QUESTIONS TO ANSWER —
1: Write out the stretch of the passage on the early bombardment of Earth from "Let's look at" through "billion years ago?", word for word.
2: According to the passage on the early bombardment of Earth, how old are the oldest fossils from rocks in Greenland?
[GIVEN TEXT]
This bombardment, measured from radioactive dating of the moon's craters, and by comparing lunar, martian, and mercurian cratering records, gradually declined in intensity until it reached present-day levels about 3.5 billion years ago.

The effect of the bombardment on the origin of life was significant. Bombardment affected:

1. the temperature of the early Earth

2. the composition of the atmosphere

3. delivered biogenic elements to Earth (biogenic elements are those chemicals common to all living organisms - like phosphates)

4. Finally, the high energy released could also have delayed the origin of life.

Let's look at each of these effects in more detail:

About 3.9 bya, the earth had solidified but the violent bombardment would have prevented the continuous existence of life on the planet before 3.8 billion years ago. Large impacts would have produced globally lethal conditions by boiling large volumes of ocean water effectively sterilizing the surface of the planet with steam.

This has been called the impact frustration of the origin of life.

The interesting thing is that the oldest fossils from rocks in Greenland are about 3.8 billion years old. This means that life was existed on the planet almost as soon as it was physically possible for it to do so.


What was the atmosphere like 3.8 billion years ago?
What chemical elements were present and in what quantities?
It turns out that the answers to these questions are also tied up with the bombardment.
[/GIVEN TEXT]
[INFORMATION]
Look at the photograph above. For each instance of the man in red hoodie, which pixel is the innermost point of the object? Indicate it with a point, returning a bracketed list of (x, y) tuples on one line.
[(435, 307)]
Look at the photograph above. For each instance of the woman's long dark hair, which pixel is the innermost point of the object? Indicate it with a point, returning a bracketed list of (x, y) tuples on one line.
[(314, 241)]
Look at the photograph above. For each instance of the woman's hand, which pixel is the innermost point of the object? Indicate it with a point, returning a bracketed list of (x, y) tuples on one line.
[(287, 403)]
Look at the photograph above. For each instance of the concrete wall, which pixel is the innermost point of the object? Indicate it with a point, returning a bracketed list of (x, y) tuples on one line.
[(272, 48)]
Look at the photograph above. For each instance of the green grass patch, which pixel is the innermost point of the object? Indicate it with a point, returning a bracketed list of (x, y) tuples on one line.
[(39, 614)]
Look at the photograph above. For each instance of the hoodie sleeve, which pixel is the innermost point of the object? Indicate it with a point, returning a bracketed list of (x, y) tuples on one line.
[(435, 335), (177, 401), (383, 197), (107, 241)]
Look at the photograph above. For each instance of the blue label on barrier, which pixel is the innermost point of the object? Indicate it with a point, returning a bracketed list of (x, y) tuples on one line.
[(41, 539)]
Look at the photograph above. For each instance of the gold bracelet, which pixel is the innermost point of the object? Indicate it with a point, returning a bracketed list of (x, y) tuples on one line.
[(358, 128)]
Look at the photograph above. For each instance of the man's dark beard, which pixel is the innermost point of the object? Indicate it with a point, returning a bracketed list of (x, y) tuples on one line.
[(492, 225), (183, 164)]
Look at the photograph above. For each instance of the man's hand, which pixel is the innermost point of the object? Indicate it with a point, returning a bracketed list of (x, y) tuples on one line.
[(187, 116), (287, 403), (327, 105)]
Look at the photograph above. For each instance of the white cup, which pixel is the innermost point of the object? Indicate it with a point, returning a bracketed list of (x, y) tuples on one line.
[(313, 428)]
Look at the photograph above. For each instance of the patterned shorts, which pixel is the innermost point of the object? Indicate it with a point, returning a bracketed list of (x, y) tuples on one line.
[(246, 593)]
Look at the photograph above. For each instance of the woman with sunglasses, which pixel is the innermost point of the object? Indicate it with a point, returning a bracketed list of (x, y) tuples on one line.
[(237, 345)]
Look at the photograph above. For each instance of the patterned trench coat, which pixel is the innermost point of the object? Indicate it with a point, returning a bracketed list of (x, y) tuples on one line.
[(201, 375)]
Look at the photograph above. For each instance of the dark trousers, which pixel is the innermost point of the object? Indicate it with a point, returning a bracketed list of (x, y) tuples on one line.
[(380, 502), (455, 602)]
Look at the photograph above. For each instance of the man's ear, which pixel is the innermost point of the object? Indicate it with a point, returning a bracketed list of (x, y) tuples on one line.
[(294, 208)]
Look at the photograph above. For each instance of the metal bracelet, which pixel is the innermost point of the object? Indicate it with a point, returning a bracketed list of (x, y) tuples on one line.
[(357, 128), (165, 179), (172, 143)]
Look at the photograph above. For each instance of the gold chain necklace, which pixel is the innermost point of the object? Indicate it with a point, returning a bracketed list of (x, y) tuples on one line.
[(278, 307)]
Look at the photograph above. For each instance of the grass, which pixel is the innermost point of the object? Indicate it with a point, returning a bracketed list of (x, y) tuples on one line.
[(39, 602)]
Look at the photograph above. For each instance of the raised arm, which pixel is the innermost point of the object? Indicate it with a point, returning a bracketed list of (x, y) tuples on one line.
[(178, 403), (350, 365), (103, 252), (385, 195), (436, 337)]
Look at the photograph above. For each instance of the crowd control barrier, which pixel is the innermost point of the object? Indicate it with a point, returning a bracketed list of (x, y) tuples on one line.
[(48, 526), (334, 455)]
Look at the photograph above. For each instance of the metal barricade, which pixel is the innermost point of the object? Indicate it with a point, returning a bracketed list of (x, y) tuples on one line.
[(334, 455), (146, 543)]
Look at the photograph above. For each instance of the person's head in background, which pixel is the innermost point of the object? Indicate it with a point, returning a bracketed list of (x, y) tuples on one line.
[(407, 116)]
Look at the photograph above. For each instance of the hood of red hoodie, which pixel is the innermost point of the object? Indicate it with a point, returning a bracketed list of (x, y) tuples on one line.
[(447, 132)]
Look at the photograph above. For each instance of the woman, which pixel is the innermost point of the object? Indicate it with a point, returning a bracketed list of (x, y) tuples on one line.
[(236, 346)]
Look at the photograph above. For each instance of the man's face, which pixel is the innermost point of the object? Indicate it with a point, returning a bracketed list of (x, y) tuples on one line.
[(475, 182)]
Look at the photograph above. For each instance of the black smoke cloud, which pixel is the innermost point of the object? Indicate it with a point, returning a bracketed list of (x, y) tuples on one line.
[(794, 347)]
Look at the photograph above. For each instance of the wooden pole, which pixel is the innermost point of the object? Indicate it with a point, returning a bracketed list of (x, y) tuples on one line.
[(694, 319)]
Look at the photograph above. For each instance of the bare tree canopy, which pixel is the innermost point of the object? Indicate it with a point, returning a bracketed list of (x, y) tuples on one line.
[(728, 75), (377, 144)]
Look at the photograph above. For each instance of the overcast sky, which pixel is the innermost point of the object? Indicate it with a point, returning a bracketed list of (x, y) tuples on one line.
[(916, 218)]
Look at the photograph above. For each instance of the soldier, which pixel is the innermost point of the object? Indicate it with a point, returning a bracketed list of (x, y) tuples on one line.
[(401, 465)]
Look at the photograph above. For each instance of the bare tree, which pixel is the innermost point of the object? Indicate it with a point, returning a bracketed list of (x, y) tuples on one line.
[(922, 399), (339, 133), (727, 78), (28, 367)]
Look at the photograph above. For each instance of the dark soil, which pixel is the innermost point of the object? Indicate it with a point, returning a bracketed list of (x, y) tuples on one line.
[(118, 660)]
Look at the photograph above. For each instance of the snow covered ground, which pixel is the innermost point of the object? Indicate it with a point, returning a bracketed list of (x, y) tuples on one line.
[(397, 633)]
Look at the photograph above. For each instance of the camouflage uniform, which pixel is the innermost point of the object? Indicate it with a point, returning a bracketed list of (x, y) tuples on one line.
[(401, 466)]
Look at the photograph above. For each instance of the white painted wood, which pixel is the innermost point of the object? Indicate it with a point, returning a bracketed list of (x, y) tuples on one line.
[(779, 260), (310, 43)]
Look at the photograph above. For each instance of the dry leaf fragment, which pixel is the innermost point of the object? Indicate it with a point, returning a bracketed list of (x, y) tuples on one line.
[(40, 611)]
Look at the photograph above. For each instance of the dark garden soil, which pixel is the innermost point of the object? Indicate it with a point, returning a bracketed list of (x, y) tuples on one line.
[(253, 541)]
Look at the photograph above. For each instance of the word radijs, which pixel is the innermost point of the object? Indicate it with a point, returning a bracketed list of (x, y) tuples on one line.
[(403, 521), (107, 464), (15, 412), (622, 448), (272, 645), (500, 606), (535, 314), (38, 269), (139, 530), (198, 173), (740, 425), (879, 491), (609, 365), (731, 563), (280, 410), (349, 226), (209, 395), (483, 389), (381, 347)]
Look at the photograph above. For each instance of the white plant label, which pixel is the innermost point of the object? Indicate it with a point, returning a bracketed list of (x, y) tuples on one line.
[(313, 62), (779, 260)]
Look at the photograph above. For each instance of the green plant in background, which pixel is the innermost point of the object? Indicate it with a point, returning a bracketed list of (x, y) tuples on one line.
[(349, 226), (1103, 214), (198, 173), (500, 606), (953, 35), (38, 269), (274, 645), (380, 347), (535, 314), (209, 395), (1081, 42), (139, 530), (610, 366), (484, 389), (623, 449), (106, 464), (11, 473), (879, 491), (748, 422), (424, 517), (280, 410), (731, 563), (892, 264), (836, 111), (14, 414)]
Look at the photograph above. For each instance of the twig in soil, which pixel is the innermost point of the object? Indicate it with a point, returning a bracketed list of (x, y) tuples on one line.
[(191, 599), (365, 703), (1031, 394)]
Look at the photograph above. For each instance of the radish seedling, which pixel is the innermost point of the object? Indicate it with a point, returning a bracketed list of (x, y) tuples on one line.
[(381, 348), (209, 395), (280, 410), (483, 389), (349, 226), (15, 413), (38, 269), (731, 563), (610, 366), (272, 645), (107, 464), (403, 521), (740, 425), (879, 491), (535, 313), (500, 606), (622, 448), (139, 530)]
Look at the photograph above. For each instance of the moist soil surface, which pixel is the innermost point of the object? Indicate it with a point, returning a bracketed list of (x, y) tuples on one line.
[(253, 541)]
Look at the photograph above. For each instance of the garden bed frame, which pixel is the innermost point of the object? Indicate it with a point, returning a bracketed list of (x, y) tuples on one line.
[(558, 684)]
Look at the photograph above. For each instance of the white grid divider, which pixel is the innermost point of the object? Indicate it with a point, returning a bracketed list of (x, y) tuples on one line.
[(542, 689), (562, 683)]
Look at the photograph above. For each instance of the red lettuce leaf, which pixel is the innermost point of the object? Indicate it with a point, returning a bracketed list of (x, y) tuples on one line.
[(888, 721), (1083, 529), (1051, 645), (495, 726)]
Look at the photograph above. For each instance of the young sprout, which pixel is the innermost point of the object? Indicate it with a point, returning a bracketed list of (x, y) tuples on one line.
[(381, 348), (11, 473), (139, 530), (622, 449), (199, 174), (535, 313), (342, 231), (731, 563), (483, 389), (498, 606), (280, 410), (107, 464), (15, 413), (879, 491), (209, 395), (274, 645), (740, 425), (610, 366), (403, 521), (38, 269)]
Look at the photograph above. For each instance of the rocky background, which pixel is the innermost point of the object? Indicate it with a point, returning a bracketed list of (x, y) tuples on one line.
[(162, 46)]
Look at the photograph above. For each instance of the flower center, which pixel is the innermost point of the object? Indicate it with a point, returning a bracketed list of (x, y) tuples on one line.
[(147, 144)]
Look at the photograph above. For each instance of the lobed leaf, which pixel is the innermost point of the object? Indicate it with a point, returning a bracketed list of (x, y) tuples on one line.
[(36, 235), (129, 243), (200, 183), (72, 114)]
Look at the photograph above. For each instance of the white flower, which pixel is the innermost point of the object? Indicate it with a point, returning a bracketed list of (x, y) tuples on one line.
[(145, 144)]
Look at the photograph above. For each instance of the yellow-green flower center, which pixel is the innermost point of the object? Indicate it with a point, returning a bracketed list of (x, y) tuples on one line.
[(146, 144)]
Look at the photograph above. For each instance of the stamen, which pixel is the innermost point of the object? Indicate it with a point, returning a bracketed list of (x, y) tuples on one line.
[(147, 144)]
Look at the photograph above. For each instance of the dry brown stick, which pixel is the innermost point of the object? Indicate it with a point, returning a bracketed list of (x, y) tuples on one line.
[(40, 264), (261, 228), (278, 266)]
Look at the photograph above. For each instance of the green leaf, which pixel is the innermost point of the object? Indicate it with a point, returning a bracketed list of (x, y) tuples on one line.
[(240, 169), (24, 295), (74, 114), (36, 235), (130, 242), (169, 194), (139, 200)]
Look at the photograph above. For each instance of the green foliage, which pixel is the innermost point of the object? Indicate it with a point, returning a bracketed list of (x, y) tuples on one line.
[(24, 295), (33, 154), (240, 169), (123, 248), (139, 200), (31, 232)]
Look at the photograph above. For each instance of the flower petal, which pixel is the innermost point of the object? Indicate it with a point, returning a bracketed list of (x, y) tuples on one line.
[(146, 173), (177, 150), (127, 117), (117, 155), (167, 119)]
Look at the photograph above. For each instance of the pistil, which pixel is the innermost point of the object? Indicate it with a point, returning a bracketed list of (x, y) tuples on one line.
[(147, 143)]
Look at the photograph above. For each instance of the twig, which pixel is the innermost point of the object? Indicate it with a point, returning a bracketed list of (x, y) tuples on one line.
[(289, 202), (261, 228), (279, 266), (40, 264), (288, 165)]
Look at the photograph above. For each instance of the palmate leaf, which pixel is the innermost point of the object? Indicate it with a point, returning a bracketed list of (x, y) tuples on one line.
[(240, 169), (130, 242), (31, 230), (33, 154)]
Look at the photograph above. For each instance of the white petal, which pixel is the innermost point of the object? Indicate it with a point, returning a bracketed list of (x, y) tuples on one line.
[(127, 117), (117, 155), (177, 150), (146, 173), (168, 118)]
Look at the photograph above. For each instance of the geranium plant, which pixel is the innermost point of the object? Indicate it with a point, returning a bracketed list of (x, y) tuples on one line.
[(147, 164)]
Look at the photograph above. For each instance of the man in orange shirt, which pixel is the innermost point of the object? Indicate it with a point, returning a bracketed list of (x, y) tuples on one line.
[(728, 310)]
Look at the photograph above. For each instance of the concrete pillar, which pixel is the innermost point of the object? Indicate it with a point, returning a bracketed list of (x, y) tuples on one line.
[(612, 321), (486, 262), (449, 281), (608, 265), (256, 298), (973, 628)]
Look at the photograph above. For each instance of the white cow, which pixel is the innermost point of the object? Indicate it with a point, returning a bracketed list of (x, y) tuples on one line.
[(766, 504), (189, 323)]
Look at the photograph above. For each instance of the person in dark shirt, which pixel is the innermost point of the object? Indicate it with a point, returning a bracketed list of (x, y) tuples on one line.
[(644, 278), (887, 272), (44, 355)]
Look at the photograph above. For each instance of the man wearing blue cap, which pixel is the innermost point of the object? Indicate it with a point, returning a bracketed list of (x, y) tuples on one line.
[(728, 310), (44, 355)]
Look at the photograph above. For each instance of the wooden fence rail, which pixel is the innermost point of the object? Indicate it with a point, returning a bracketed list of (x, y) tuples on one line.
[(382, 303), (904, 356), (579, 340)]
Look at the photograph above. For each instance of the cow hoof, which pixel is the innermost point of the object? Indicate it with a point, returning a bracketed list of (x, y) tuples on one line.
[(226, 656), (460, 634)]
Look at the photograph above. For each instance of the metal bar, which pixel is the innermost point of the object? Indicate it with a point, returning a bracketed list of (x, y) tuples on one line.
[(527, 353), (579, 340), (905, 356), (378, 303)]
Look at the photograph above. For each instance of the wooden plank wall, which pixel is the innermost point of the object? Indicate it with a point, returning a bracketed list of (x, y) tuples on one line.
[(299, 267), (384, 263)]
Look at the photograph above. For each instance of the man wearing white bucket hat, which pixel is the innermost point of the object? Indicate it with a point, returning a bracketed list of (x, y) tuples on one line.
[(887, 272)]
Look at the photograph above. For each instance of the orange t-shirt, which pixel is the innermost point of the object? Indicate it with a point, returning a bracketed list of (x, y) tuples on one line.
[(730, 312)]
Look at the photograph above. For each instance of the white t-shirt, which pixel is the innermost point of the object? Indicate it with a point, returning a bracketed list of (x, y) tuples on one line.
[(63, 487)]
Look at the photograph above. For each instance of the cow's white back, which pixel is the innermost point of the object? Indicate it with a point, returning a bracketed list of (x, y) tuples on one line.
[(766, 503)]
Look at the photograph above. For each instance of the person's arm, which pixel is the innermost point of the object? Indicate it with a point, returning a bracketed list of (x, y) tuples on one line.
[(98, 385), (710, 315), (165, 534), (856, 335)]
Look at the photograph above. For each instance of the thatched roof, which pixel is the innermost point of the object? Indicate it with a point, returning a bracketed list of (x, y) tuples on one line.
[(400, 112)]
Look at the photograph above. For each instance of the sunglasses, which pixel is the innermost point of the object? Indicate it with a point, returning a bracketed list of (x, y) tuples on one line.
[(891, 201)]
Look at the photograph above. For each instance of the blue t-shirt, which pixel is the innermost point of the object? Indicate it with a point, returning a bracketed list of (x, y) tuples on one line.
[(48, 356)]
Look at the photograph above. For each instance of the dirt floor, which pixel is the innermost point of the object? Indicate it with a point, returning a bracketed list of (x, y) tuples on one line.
[/INFORMATION]
ACTIVITY ANSWERS —
1:
Let's look at each of these effects in more detail:

About 3.9 bya, the earth had solidified but the violent bombardment would have prevented the continuous existence of life on the planet before 3.8 billion years ago. Large impacts would have produced globally lethal conditions by boiling large volumes of ocean water effectively sterilizing the surface of the planet with steam.

This has been called the impact frustration of the origin of life.

The interesting thing is that the oldest fossils from rocks in Greenland are about 3.8 billion years old. This means that life was existed on the planet almost as soon as it was physically possible for it to do so.


What was the atmosphere like 3.8 billion years ago?

2: About 3.8 billion years old.